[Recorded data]
# # # # #

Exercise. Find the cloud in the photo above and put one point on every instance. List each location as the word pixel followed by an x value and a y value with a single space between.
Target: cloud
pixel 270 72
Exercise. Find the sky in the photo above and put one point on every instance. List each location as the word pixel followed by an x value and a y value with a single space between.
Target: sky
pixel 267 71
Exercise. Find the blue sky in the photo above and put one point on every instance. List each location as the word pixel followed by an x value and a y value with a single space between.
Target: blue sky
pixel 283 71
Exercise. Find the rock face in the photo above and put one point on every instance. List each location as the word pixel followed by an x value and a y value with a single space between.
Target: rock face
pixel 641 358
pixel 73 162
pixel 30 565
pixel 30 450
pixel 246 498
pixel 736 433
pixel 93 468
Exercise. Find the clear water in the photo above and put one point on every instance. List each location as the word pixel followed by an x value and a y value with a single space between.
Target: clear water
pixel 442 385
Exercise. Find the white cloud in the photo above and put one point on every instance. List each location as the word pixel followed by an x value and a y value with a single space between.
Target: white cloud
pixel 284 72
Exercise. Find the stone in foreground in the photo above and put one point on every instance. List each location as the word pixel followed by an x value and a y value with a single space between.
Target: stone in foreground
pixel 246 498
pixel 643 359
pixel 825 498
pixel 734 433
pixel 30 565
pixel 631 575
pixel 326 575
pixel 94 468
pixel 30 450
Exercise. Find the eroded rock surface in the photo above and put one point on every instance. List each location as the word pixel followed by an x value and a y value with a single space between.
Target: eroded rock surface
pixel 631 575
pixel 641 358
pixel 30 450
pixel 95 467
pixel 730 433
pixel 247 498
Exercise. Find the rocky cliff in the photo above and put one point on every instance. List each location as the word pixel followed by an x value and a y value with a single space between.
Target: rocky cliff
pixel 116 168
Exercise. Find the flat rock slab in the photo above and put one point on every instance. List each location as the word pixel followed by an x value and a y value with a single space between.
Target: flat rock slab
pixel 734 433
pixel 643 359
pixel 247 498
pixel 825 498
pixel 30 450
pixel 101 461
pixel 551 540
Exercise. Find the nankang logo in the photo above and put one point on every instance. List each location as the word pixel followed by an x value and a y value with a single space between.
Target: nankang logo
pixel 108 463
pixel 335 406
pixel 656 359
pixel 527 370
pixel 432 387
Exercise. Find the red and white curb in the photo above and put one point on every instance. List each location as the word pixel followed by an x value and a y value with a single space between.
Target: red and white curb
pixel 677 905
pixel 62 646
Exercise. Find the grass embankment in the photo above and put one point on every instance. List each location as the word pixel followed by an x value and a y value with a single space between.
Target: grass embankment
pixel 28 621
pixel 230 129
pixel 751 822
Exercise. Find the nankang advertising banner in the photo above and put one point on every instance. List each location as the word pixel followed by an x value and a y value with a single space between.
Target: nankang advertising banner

# # # # #

### WHAT TO WORK ON
Scan the data above and report each line in which "advertising" is present.

### SOLUTION TO THE EXERCISE
Exercise. Find the nankang advertising banner in the photo above and put one point on every instance. List each location as the word pixel followed by an x value and a y value with a single space between.
Target: nankang advertising banner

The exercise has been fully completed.